> What you are asked to do
Make an exact copy of the listing below.

> Input for this task
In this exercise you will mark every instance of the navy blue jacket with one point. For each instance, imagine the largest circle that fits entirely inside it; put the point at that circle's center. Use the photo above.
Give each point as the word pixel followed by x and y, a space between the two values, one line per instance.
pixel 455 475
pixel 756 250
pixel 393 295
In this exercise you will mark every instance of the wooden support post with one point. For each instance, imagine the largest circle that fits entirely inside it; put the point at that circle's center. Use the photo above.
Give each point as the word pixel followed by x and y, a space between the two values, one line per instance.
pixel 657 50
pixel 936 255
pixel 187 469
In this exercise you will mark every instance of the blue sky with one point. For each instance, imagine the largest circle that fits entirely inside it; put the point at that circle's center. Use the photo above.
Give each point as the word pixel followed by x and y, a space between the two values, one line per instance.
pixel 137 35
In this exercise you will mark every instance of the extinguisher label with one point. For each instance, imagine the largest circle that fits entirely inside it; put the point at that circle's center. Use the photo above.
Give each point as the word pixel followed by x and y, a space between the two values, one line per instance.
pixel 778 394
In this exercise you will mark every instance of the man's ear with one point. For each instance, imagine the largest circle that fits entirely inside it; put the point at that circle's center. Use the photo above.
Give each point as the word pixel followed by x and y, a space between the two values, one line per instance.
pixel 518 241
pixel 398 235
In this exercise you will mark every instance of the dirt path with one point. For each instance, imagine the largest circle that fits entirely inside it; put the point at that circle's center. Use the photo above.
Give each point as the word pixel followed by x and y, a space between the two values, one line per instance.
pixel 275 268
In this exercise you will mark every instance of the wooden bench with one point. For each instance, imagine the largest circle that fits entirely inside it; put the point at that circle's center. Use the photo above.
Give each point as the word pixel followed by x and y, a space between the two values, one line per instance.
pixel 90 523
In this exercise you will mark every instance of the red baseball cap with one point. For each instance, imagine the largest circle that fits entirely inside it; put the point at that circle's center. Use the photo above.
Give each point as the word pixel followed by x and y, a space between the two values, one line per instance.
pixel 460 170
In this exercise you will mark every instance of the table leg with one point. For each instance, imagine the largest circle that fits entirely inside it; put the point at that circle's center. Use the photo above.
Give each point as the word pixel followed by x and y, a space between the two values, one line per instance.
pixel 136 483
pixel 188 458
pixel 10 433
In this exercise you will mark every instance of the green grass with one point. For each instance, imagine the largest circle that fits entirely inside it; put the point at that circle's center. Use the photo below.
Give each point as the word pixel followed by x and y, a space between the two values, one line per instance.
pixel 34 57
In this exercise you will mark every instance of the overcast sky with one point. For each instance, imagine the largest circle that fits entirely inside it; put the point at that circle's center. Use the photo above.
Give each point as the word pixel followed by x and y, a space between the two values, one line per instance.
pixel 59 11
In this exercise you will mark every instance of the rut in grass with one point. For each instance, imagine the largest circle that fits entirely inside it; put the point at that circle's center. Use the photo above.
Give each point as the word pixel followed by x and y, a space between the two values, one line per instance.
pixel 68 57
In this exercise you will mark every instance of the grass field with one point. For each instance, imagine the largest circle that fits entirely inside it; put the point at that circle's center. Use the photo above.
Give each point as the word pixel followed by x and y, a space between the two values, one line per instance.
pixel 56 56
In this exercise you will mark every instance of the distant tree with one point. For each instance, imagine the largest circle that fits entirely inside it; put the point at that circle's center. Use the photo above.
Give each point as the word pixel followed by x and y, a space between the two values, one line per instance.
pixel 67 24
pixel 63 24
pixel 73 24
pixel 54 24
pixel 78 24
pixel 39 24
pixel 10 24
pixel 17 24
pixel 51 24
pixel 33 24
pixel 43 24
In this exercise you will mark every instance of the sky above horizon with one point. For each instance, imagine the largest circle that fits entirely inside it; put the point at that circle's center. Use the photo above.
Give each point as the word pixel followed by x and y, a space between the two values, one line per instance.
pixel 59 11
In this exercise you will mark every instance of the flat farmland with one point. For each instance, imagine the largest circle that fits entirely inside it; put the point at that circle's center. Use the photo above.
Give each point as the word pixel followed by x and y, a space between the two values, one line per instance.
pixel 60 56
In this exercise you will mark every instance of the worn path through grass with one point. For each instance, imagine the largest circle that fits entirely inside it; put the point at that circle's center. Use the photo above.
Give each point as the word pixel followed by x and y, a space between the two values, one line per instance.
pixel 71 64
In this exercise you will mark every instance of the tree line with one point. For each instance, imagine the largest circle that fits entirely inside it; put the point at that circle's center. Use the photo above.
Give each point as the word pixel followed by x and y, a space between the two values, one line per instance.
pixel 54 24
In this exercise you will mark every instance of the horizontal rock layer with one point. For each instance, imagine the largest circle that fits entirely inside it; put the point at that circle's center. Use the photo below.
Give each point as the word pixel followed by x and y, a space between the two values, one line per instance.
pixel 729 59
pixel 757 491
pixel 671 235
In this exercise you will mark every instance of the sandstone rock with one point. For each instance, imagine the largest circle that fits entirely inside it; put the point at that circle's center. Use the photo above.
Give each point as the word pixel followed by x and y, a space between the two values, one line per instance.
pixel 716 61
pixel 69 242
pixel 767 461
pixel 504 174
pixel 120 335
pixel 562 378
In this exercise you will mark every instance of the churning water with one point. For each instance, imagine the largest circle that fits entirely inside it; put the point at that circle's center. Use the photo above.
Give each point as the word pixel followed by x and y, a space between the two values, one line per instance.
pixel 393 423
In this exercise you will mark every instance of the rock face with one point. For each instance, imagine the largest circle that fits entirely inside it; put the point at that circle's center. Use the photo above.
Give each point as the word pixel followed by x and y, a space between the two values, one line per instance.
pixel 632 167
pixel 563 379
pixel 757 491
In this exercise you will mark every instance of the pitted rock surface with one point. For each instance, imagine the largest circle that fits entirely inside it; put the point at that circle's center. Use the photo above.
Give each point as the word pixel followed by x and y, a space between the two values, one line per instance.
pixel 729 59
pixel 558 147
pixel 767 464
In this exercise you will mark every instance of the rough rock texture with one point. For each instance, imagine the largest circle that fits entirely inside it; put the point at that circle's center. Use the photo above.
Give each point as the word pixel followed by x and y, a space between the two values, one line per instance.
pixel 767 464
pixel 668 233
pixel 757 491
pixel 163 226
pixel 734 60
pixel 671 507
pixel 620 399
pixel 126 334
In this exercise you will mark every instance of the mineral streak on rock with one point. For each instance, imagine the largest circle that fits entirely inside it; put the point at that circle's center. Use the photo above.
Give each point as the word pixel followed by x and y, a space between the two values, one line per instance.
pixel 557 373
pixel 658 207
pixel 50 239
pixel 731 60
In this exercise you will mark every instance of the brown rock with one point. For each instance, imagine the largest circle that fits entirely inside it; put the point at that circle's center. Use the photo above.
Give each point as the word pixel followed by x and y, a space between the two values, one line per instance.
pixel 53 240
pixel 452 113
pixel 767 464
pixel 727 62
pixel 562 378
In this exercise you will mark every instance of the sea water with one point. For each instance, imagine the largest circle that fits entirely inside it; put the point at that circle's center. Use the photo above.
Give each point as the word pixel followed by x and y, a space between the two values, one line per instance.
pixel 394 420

> Result of this task
In this exercise you will mark every instance of the navy blue jacket with one point. For each instance, imagine the largest circle that fits entirely inside it; put the point at that circle's center. Use the photo above.
Give each point as the word pixel followed by x and y, a space between the two values, one line per instance.
pixel 455 475
pixel 756 250
pixel 393 295
In this exercise you will mark every instance of the wooden support post with one point. For each instance, imagine the largest circle that fits entirely inside it; put the point at that circle's center. Use the photo above.
Give each point as the word pixel followed by x and y, a space between the two values, one line per instance.
pixel 657 50
pixel 936 255
pixel 187 469
In this exercise you will mark every instance of the blue sky with one point. For each instance, imagine the largest circle that fits entirely inside it; put the point at that circle's center. Use the photo above.
Give each point as the word pixel followed by x and y, a space between the two values, one line per instance.
pixel 137 35
In this exercise you will mark every instance of the extinguisher label with one point. For each instance, imagine the largest circle that fits entirely inside it; put the point at that circle's center. Use the photo above.
Give each point as the word pixel followed by x and y, a space between the two values, one line per instance.
pixel 778 394
In this exercise you will mark every instance of the man's ear with one point. For each instance, imagine the largest circle that fits entirely inside it; put the point at that circle's center. Use the photo above.
Give each point as the word pixel followed by x and y, a space between the two values, one line per instance.
pixel 518 241
pixel 398 235
In this exercise you will mark every instance of the dirt path with one point. For each instance, imagine the largest circle that fits entirely inside it; put the point at that circle's center. Use the photo above.
Give each point as the word pixel followed by x and y, a space between the two values, one line per instance.
pixel 275 268
In this exercise you will mark every instance of the wooden bench with one point. For each instance, imagine the largest circle that fits entirely inside it; put the point at that circle's center. Use the photo above.
Give each point as the word pixel followed by x and y, a space between the two values, one line per instance.
pixel 90 523
In this exercise you will mark every instance of the red baseball cap with one point. For each instance, imagine the largest circle that fits entirely inside it; put the point at that circle's center. Use the photo above.
Give each point as the word pixel followed by x and y, a space between the two values, one line per instance.
pixel 460 170
In this exercise you will mark every instance of the table leg with one point. For each instance, imagine the largest circle that fits entirely inside it; put the point at that circle's center. Use the photo above.
Give each point as the word pixel followed by x and y, a space between the two values, one line per instance.
pixel 136 483
pixel 188 458
pixel 10 433
In this exercise you will mark every instance of the green grass with one point. For each instance, imagine the largest circle that fits entirely inside it; put the point at that circle's center. Use the photo below.
Give each point as the word pixel followed by x and y, a space between the two values, one line per instance.
pixel 34 57
In this exercise you will mark every instance of the overcast sky with one point. For each instance, imagine the largest circle that fits entirely inside it; put the point at that circle's center. Use the photo above.
Give each point as the word pixel followed by x and y, a space between the two values, one line per instance.
pixel 59 11
In this exercise you will mark every instance of the rut in grass with one point. For each instance, imagine the largest circle that fits entirely inside it; put the point at that circle's center. Use the photo above.
Give each point as the word pixel followed by x and y, a space between the two values, one line per instance.
pixel 68 57
In this exercise you will mark every instance of the grass field with one point. For each instance, imagine the largest circle that fits entirely inside it; put the point at that circle's center. Use the photo above.
Give each point as the word pixel followed by x and y, a space between the two values, one line per instance.
pixel 56 56
In this exercise you will mark every instance of the distant tree with one point. For each instance, imagine the largest circle that fits entirely inside it; put the point at that circle's center. Use the photo above.
Give each point as the word pixel followed by x and y, a space between the two values, one line per instance.
pixel 67 24
pixel 63 24
pixel 73 24
pixel 54 24
pixel 78 24
pixel 39 24
pixel 10 24
pixel 17 24
pixel 51 24
pixel 33 24
pixel 43 24
In this exercise you will mark every instance of the sky above horizon with one point. For each instance, imagine the largest circle that fits entirely inside it; put the point at that circle's center. Use the photo above.
Give each point as the word pixel followed by x and y, a space between the two values, one line per instance.
pixel 59 11
In this exercise you will mark every instance of the flat farmland with one point. For each instance, imagine the largest circle that fits entirely inside it; put the point at that circle's center. Use the photo above.
Give each point as the word pixel followed by x and y, a space between the two values, one line per instance.
pixel 60 56
In this exercise you will mark every instance of the worn path through grass with one point. For each instance, imagine the largest circle that fits entirely inside it; put the point at that circle's center. Use the photo above.
Give each point as the word pixel followed by x and y, a space between the two values, one line per instance.
pixel 71 64
In this exercise you will mark every instance of the tree line with one point. For each instance, imagine the largest circle that fits entirely inside it; put the point at that circle's center. Use the photo above.
Give each point as the word pixel followed by x and y, a space between the two values, one line per instance.
pixel 54 24
In this exercise you will mark every instance of the horizontal rock layer with one point. For each instance, imagine the largest circle that fits entirely inside it; put the point at that circle's center. Use the photo below.
Give each point as the word pixel followed by x and y, a space between the two values, one line per instance.
pixel 729 59
pixel 757 491
pixel 671 235
In this exercise you will mark every instance of the sandstone rock with one point. For each instance, imagine the largest circle that fits entirely inside it; put the point at that circle's center. Use the photo above.
Give each point as the word pixel followed by x and y, a space between the two values, one line per instance.
pixel 716 61
pixel 69 242
pixel 767 461
pixel 504 174
pixel 120 335
pixel 562 378
In this exercise you will mark every instance of the churning water with one point. For each instance, imagine the largest circle that fits entirely inside it; put the point at that circle's center. Use the photo above.
Give each point as the word pixel followed by x and y, a space between the two values, one line per instance.
pixel 393 423
In this exercise you will mark every instance of the rock face with one point. For each instance, imagine the largest circle that fits entirely inside it; put the point at that circle's center. Use the photo above.
Give each point as the word pixel followed by x and y, a space between the two values, one line per instance.
pixel 632 167
pixel 563 379
pixel 757 491
In this exercise you will mark every instance of the pitted rock surface with one point. For each instance, imagine the largest circle that fits entirely inside it; put the point at that circle's center. Use the photo above.
Give each point as the word pixel followed by x and y, a space between the two values, one line per instance.
pixel 729 59
pixel 558 147
pixel 767 464
In this exercise you will mark every instance of the rough rock texture with one point. For each instance, imagine the largest circle that fits entirely inside it; put the point at that circle's center. Use the photo above.
Give each point as the word pixel followed by x and y, a space between the two values, one line per instance.
pixel 767 464
pixel 668 233
pixel 757 491
pixel 163 226
pixel 734 60
pixel 671 507
pixel 620 399
pixel 126 334
In this exercise you will mark every instance of the mineral streak on rock with one point. For each instance, imagine the largest circle that fits entirely inside it; put the point at that circle's center. Use the photo above.
Give each point as the word pixel followed by x and y, a space between the two values, one line per instance.
pixel 557 373
pixel 658 207
pixel 50 239
pixel 731 60
In this exercise you will mark every instance of the brown rock with one point. For each instance, imagine the largest circle that fits entirely inside it; put the point at that circle's center. Use the photo above.
Give each point as the word pixel followed by x and y, a space between the two values, one line per instance.
pixel 53 240
pixel 452 113
pixel 767 464
pixel 727 62
pixel 562 378
In this exercise you will mark every instance of the sea water with one point. For each instance, imagine the largest circle that fits entirely inside it; put the point at that circle's center. Use the photo above.
Give each point as the word pixel followed by x and y, a space between the two values, one line per instance.
pixel 394 420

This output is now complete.